• WORK REQUIRED: Lay out the material from the line containing "Where does a point fall on the wispy" through the final line as a Markdown table with the columns No. and Text, giving each line its own numbered row and leaving out blank lines.

• DATASET EXTRACT:
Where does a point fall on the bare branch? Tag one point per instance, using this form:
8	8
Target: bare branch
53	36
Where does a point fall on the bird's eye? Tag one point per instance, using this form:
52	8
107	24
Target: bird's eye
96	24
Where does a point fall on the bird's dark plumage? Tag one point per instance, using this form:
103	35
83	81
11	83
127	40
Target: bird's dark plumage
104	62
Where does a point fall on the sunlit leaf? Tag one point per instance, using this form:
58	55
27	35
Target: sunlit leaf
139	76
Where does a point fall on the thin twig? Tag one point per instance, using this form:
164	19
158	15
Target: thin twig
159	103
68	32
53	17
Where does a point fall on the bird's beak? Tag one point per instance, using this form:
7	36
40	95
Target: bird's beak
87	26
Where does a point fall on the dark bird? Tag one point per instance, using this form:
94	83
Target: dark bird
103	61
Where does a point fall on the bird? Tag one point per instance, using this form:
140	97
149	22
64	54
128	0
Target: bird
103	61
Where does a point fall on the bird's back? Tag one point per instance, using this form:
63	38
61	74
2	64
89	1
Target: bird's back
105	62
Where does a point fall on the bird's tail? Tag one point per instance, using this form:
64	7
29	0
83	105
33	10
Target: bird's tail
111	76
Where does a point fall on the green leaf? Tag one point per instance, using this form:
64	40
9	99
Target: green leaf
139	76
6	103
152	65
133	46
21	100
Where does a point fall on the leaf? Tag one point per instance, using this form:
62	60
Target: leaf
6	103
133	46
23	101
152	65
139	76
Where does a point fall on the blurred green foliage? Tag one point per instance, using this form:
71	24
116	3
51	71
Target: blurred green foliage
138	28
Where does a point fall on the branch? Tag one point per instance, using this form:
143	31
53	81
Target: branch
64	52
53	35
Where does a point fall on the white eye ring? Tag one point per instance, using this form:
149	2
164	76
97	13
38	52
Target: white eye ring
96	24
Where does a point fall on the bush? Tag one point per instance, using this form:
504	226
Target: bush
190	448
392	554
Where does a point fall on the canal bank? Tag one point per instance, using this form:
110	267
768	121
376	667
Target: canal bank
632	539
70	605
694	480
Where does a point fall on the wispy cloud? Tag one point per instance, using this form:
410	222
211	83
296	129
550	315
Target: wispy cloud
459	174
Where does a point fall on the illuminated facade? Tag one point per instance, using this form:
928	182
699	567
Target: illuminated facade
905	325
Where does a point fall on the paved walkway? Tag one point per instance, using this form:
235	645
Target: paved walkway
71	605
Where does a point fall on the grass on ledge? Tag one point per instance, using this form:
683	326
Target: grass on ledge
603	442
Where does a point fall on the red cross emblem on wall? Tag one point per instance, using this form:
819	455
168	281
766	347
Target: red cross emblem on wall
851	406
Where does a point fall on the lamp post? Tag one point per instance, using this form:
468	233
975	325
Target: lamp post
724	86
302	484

• OUTPUT FOR THIS EXERCISE:
| No. | Text |
|---|---|
| 1 | Where does a point fall on the wispy cloud? Tag one point per instance, using this form: |
| 2 | 410	222 |
| 3 | 211	83 |
| 4 | 296	129 |
| 5 | 550	315 |
| 6 | Target: wispy cloud |
| 7 | 459	174 |
| 8 | Where does a point fall on the illuminated facade? Tag one point per instance, using this form: |
| 9 | 928	182 |
| 10 | 699	567 |
| 11 | Target: illuminated facade |
| 12 | 905	325 |
| 13 | Where does a point fall on the paved walkway? Tag one point per instance, using this form: |
| 14 | 235	645 |
| 15 | Target: paved walkway |
| 16 | 71	605 |
| 17 | Where does a point fall on the grass on ledge? Tag one point per instance, using this form: |
| 18 | 683	326 |
| 19 | Target: grass on ledge |
| 20 | 603	442 |
| 21 | Where does a point fall on the red cross emblem on wall? Tag one point per instance, using this form: |
| 22 | 819	455 |
| 23 | 168	281 |
| 24 | 766	347 |
| 25 | Target: red cross emblem on wall |
| 26 | 851	406 |
| 27 | Where does a point fall on the lamp post? Tag one point per instance, using this form: |
| 28 | 468	233 |
| 29 | 975	325 |
| 30 | Target: lamp post |
| 31 | 724	86 |
| 32 | 302	484 |